──────── Text to read

The answer here is "it depends".

If your probe has a very weak but high-Isp engine (IE Solar Electric Propulsion, like Dawn), then your probe doesn't want to struggle out of Earth's gravity well. Dawn only fired it's SEP once Delta II had injected it past escape velocity.

This mode would also work spiralling away from EML, after you'd perhaps used a chemical stage to deliver your probe to the Moon, though the Dawn mode (chemical injection past escape, then SEP in interplanetary space) is probably better.



If your probe has a powerful rocket engine, then you get an advantage from the Oberth effect if it perform it's TMI burn as close as possible to the Earth. If it starts in the vicinity of the Moon, a relatively small burn will leave the Moon and put the probe into an elliptical orbit that has it's perigee at LEO. The Oberth benefit at perigee when it does the TMI is bigger than the cost of the departure burn from the Moon.

But, it's worth noting that EML is not a free lunch. Imagine your spacecraft was launched through TLI, but the Moon happened to be in the wrong part of the sky. The s/c would end up in an elliptical orbit around the Earth with it's apogee near the Moon's orbit and it's perigee at LEO. The s/c could perform it's TMI burn at any subsequent perigee and gain the Oberth benefit mentioned above.

In order to go to EML you need to add some velocity to circularise the orbit. Then, you need another burn to reverse that and leave EML again, and further dV to reduce the orbit's perigee down to LEO, and that's just to put you back into essentially the same orbit you were in just after you'd finished TLI. That's quite a lot of extra dV, and is badly counter-productive if all the manoeuvres are performed by a single stage. Far more efficient if your stage just performs a simple TMI directly from LEO immediately after it's launched, exactly like all current Mars missions have done.



To get any benefit from EML you need a more complicated mission plan - some form of assembly of components:-

A chemical stage that boosts your stage through TLI, docks and gets refueled at EML, before leaving, reducing perigee and performing TMI (via the Lunar flyby).

────────────────
──────── Provided information

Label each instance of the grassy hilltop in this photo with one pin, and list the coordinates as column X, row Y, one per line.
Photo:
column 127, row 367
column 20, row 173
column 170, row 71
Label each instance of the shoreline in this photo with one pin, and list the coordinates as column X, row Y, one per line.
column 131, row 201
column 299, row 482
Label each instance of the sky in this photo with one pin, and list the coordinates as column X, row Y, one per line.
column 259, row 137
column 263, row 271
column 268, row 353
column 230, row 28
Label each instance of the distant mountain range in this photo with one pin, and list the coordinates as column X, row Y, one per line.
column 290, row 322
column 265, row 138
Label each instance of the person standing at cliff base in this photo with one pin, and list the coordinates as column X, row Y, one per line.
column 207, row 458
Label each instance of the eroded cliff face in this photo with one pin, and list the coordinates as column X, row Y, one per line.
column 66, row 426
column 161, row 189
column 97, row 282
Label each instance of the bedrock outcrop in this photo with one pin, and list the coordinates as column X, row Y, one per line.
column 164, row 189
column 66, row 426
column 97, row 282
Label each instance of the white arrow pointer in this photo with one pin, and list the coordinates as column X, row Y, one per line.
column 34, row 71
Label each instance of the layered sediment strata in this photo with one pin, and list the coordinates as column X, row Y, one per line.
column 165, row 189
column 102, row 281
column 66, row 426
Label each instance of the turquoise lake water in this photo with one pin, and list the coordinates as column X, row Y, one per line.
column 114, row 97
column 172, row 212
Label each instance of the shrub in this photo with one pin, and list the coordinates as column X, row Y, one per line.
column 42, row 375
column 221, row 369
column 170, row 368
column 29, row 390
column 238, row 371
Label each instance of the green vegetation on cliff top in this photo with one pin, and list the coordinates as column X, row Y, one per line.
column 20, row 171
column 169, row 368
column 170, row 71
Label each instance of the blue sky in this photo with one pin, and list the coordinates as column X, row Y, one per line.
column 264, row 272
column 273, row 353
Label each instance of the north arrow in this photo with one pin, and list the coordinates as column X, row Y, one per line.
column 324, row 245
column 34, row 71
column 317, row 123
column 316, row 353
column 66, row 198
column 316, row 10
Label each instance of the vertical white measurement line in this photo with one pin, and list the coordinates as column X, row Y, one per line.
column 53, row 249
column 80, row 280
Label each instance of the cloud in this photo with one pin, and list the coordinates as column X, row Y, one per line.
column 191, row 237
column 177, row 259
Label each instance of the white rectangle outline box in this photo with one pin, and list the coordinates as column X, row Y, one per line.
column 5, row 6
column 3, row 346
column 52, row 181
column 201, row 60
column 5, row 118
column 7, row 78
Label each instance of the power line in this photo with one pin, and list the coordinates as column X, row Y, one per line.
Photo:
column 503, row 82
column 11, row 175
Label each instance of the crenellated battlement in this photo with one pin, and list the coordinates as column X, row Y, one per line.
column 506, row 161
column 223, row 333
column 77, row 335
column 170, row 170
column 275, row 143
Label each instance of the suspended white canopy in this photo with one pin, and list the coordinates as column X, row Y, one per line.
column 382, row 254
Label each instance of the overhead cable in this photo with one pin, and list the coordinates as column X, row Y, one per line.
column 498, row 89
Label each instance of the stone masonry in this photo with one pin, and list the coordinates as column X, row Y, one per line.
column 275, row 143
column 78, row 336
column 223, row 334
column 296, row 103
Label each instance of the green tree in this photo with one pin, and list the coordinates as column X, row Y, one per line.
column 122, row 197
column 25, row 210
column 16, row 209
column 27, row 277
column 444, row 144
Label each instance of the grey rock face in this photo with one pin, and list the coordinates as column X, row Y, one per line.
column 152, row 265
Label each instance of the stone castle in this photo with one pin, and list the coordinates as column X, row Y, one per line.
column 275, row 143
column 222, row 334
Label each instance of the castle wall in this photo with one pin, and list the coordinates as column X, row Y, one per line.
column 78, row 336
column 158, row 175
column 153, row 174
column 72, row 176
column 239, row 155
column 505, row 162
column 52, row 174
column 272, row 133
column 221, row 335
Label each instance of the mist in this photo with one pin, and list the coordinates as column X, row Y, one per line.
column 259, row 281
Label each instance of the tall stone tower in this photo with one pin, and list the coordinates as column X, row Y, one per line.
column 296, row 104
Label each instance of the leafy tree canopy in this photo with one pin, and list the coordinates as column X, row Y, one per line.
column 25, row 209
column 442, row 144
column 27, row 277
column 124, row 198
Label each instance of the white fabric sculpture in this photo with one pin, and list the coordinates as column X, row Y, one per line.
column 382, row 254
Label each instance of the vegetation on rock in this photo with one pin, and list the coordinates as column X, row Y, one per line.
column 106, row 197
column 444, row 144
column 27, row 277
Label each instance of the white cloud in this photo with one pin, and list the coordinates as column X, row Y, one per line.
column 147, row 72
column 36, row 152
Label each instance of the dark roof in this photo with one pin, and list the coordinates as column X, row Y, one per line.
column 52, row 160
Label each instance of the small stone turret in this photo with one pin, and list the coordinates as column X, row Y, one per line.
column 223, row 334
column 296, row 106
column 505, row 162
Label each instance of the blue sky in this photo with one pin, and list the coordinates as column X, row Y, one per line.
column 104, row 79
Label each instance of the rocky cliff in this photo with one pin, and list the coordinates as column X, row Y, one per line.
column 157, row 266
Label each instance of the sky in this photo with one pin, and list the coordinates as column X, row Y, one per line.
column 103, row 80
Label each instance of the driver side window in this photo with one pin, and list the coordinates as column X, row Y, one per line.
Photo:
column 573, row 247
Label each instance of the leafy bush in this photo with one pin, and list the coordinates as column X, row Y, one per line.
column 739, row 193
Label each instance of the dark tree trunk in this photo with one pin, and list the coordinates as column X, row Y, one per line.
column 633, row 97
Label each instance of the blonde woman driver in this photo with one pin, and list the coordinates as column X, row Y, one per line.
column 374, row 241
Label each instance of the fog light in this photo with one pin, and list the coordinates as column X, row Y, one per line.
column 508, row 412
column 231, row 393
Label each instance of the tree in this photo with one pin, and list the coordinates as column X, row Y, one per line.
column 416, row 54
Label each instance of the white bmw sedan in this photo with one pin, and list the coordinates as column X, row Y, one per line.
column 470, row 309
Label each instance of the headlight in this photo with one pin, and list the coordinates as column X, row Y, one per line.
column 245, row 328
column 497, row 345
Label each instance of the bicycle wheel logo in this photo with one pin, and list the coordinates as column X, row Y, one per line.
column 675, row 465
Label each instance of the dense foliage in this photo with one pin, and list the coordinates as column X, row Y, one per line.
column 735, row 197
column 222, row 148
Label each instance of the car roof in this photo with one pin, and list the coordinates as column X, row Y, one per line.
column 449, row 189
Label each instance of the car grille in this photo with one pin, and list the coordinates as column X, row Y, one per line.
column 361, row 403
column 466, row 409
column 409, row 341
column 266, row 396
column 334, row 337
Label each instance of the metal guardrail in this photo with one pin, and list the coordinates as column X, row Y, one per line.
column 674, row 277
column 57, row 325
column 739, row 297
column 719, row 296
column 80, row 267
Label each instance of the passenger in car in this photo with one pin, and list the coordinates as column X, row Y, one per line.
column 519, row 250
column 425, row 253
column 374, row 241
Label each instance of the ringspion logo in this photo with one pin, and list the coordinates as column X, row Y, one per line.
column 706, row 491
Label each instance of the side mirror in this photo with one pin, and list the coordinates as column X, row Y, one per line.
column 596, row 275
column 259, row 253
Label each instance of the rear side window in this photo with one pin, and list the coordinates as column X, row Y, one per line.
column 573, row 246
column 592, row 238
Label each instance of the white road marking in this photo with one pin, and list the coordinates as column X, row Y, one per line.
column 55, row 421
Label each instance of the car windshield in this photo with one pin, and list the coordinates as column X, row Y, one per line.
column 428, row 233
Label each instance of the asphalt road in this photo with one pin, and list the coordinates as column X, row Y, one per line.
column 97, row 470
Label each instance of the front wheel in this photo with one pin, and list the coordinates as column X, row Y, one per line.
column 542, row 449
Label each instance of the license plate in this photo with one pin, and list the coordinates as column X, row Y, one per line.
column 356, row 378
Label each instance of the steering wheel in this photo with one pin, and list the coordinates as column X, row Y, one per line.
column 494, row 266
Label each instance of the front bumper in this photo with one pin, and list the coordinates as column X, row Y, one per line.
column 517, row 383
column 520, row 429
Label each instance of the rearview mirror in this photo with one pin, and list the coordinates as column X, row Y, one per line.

────────────────

| Direction A |
Change "perigee" to "periapsis" in the EML departure answer, starting with "If your probe has a powerful" and going on through "benefit mentioned above.", and write out that stretch.
| Direction B |
Answer these from the EML departure answer:
(i) What put Dawn past escape velocity before it fired its SEP?
(ii) Where should a probe with a powerful rocket engine perform its TMI burn to get the advantage of the Oberth effect?
(iii) In the more complicated mission plan, what happens to the chemical stage at EML?
| Direction C |
Condense the paragraph of the EML departure answer that begins "In order to go to EML" into a short list that keeps its main facts.
These entries have nothing to do with the EML departure answer.

| Written solution A |
If your probe has a powerful rocket engine, then you get an advantage from the Oberth effect if it perform it's TMI burn as close as possible to the Earth. If it starts in the vicinity of the Moon, a relatively small burn will leave the Moon and put the probe into an elliptical orbit that has it's periapsis at LEO. The Oberth benefit at periapsis when it does the TMI is bigger than the cost of the departure burn from the Moon.

But, it's worth noting that EML is not a free lunch. Imagine your spacecraft was launched through TLI, but the Moon happened to be in the wrong part of the sky. The s/c would end up in an elliptical orbit around the Earth with it's apogee near the Moon's orbit and it's periapsis at LEO. The s/c could perform it's TMI burn at any subsequent periapsis and gain the Oberth benefit mentioned above.

| Written solution B |
(i) Delta II
(ii) As close as possible to the Earth
(iii) It docks and gets refueled there.

| Written solution C |
- Reaching EML takes extra velocity to circularise the orbit.
- Leaving EML takes another burn, plus more dV to lower perigee to LEO.
- All of that only returns the craft to essentially the orbit it had right after TLI.
- This extra dV is badly counter-productive if a single stage performs every manoeuvre.
- A direct TMI from LEO right after launch is far more efficient, as all current Mars missions have done.